• **To do**:
1. Answer these about the forum post on learning vocabulary:
(a) Which languages does the poster list under "Speaks"?
(b) On what date was the message posted?
(c) What does the poster do when a word can't be figured out from context?
2. Carry on the forum post about learning vocabulary, picking up after its final sentence.

• **Document section**:

________________________

12 messages over 2 pages: 1 2
Jinx Triglot Senior Member Germany reverbnation.co Joined 5694 days ago 1085 posts - 1879 votes Speaks: English*, German, French Studies: Catalan, Dutch, Esperanto, Croatian, Serbian, Norwegian, Mandarin, Italian, Spanish, Yiddish
| Message 9 of 12 05 February 2012 at 12:22am | IP Logged |
I use this foolproof (for me) method called: real life. It ensures that I learn words in their best possible order of usefulness, personalised for me and my interests. How does it work? Simple: I read a ton, and when I can't figure out a word from context I look it up. I make no effort to remember it. The words I encounter most often and/or am most interested in are the ones which naturally stay in my brain after a few look-ups. Since my natural tendency is to read about topics that interest me, that ensures that I learn the words I will want to use in conversation; and since all texts are sort of like miniature frequency dictionaries to an extent, that ensures that I learn the most common and useful words and expressions for every sort of text I read. This method is not the best approach for everyone, but it works great for me!

________________________

• **Information provided**:
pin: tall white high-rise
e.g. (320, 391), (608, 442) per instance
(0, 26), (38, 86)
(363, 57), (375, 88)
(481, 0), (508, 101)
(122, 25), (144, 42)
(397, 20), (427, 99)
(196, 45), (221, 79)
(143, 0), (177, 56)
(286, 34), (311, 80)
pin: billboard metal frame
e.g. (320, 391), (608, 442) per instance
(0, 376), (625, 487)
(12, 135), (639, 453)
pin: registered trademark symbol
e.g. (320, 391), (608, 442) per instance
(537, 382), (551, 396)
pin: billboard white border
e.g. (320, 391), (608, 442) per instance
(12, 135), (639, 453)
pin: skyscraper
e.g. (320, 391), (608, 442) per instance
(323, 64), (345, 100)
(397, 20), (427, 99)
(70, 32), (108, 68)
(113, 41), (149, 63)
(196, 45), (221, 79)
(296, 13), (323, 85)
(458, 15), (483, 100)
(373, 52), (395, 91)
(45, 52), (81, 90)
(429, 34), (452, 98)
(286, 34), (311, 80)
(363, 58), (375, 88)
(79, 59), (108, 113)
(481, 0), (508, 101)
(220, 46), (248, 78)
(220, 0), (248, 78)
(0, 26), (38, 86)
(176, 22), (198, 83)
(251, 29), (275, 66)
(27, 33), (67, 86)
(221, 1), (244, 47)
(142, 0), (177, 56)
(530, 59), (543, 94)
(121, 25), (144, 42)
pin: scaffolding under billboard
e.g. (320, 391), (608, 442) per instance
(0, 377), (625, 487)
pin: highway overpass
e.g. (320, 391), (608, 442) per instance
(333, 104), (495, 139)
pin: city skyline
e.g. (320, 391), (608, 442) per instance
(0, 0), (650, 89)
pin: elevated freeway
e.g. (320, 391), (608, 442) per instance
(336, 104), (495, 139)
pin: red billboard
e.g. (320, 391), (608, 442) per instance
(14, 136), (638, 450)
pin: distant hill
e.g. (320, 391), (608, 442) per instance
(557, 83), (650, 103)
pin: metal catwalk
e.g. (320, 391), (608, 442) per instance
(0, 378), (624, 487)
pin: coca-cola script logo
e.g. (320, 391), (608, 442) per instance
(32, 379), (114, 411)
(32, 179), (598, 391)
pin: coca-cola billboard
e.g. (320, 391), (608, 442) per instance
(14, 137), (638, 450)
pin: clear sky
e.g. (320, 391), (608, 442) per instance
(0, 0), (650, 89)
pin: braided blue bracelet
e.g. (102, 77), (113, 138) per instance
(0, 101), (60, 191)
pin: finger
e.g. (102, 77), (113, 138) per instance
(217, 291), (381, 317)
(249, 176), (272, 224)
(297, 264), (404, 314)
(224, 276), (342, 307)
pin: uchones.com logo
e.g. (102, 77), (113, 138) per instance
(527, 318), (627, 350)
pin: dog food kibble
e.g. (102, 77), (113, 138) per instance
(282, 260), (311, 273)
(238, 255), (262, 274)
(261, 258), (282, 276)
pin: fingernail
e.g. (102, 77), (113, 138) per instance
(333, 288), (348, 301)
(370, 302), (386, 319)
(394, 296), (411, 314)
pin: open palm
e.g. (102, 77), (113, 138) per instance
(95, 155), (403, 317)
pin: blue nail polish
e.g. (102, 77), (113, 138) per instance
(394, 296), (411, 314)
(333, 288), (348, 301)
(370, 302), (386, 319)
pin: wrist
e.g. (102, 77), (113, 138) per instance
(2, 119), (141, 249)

________________________

• **Task-by-task outputs**:
1.
(a) English, German, and French
(b) 05 February 2012
(c) Looks it up, without making any effort to remember it

2.
EDIT: Whoops, I left out a very important word: "not" between "is" and "the" in the last sentence. ;)
Edited by Jinx on 05 February 2012 at 2:10pm
6 persons have voted this message useful
| Arekkusu Hexaglot Senior Member Canada bit.ly/qc_10_lec Joined 5382 days ago 3971 posts - 7747 votes Speaks: English, French*, GermanC1, Spanish, Japanese, Esperanto Studies: Italian, Norwegian, Mandarin, Romanian, Estonian
| Message 10 of 12 05 February 2012 at 5:51am | IP Logged |
I wholeheartedly second Jinx' suggestion. Since it isn't possible to remember every word the first time you
encounter it, letting frequency dictate which words stick is an excellent strategy. Ensure you get frequent
exposure and production, and the words you need the most will come to you.
2 persons have voted this message useful
| mrwarper Diglot Winner TAC 2012 Senior Member Spain forum_posts.asp?TID=Registered users can see my Skype Name Joined 5227 days ago 1493 posts - 2500 votes Speaks: Spanish*, EnglishC2 Studies: German, Russian, Japanese
| Message 11 of 12 05 February 2012 at 6:21am | IP Logged |
jeff_lindqvist wrote:
Just the other day someone posted a link to this old thread from 2009:
What is your reading process?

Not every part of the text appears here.